THE FOUR FACES OF JESUS #17

FINDING LOVE IN UNEXPECTED PLACES

Hello Friend, how glad I am to add my welcome to the daily broadcast of the Voice of Prophecy on this Tuesday. If it happens you’ve not heard our recent broadcasts, we’re taking a journey through the four Gospels, seeking to know the perspective of each of the Gospel writers about Jesus.

In the first three weeks of this series, we explored chapters from Matthew, Mark, Luke, and this week we’re opening chapters of the book by the disciple John. And already we’ve discovered that John’s emphasis is to show Jesus is divine. Jesus is God. He is eternal. He has no beginning and no end. And in addition this week, we’re looking at chapters where John shares information not found in the other three Gospel writers. Information that’s new, that’s pure John, unique John, and each one a priceless portrait of our blessed Lord. Let me begin today with an unusual story.

■ ■ ■ ■ ■

PROBLEM SET:
1. Summarize the broadcast excerpt in two sentences.
2. Reproduce the broadcast excerpt word for word, starting at "THE FOUR FACES" and ending at "writers about Jesus.".

■ ■ ■ ■ ■

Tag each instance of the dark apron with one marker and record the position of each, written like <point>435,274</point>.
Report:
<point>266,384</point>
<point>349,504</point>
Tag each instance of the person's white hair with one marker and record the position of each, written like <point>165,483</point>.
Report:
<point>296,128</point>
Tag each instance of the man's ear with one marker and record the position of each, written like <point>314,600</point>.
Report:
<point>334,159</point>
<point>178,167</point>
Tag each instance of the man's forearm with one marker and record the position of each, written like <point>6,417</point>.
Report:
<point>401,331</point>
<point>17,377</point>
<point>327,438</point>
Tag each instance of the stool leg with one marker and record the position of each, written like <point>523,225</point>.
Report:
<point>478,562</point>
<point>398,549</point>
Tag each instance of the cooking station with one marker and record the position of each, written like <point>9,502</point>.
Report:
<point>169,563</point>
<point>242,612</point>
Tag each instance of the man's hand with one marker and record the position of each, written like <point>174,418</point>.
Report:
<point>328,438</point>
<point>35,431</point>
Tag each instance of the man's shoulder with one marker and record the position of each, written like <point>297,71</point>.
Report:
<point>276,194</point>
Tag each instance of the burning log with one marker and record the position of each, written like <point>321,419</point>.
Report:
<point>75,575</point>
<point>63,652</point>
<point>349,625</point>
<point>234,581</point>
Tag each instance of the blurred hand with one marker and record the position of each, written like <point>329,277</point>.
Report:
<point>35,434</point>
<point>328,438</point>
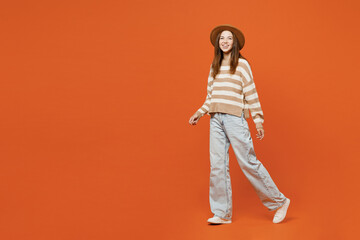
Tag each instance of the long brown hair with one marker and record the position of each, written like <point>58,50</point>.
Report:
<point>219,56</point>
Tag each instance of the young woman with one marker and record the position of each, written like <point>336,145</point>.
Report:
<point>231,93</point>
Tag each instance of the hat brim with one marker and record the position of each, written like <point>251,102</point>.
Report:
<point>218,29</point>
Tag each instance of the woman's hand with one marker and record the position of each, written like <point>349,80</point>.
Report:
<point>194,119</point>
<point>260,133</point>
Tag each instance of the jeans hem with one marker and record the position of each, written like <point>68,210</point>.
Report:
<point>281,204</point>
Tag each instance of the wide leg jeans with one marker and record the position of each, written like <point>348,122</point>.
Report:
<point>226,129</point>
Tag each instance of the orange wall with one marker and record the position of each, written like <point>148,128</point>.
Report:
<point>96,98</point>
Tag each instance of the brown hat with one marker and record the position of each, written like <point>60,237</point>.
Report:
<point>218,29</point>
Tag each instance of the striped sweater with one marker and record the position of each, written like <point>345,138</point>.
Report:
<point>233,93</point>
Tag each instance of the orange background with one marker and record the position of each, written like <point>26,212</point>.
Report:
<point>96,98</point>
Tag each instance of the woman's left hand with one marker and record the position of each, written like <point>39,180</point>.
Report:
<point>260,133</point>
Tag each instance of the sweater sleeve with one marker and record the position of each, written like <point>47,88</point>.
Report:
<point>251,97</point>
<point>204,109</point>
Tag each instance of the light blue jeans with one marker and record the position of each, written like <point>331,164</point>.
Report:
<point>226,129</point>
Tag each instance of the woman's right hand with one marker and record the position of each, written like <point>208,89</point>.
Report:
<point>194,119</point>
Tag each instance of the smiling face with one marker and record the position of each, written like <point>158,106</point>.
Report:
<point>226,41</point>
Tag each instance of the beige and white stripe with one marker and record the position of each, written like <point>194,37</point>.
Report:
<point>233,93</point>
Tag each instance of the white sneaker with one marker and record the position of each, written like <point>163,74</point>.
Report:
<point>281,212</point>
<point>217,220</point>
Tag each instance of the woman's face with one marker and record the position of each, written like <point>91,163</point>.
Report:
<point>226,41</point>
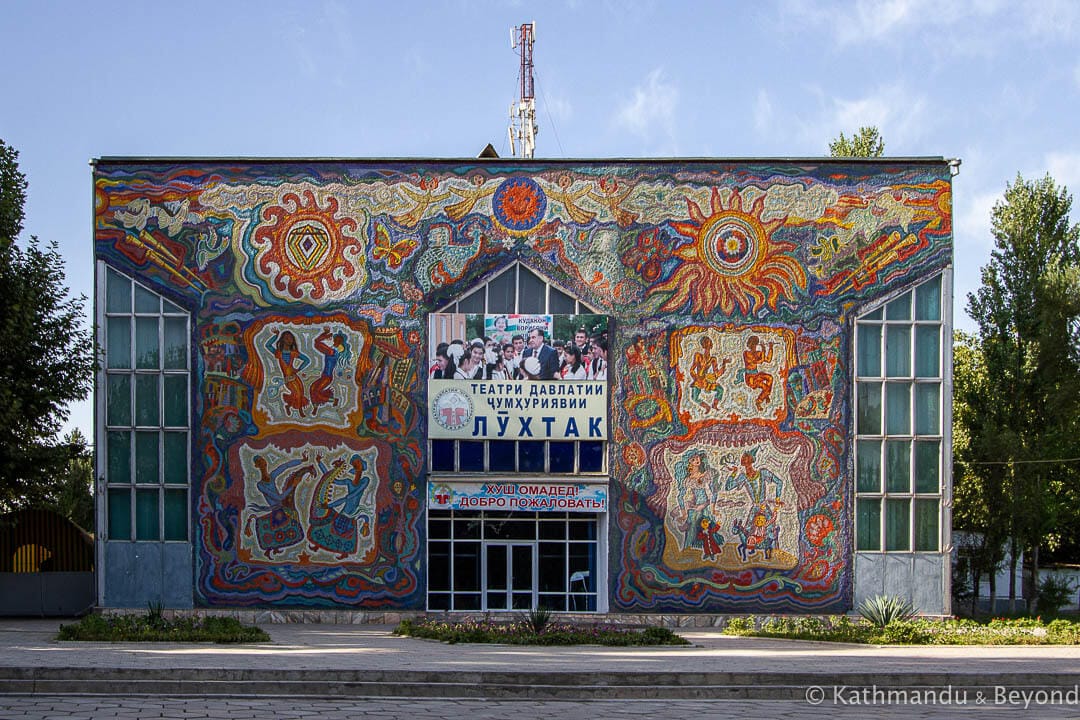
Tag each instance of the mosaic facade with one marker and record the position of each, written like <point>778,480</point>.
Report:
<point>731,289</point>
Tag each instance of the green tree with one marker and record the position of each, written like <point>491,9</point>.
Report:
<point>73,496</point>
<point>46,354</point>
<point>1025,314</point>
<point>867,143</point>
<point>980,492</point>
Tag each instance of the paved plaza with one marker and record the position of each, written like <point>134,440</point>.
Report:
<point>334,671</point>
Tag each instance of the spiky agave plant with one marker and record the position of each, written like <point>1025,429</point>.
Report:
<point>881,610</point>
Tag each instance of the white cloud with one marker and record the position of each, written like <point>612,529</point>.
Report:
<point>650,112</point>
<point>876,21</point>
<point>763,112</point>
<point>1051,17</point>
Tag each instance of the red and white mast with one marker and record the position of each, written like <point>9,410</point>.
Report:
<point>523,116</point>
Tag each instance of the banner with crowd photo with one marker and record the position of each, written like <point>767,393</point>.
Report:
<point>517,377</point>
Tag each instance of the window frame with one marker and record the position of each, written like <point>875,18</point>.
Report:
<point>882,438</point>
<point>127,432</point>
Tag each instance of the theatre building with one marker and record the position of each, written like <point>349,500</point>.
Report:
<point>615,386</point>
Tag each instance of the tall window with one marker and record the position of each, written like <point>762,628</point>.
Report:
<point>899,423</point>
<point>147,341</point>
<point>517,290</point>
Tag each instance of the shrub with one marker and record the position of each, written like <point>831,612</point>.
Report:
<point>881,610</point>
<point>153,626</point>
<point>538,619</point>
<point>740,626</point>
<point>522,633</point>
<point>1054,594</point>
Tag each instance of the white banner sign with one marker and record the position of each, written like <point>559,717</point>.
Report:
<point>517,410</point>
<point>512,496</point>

■ ■ ■ ■ ■

RESPONSES FOR EACH TASK:
1. The Voice of Prophecy broadcast welcomes listeners on a Tuesday and explains that the series is a journey through the four Gospels to learn each writer's perspective on Jesus. After three weeks on Matthew, Mark, and Luke, this week turns to John, whose emphasis is showing that Jesus is divine, and to chapters with information not found in the other three Gospels.

2.
THE FOUR FACES OF JESUS #17

FINDING LOVE IN UNEXPECTED PLACES

Hello Friend, how glad I am to add my welcome to the daily broadcast of the Voice of Prophecy on this Tuesday. If it happens you’ve not heard our recent broadcasts, we’re taking a journey through the four Gospels, seeking to know the perspective of each of the Gospel writers about Jesus.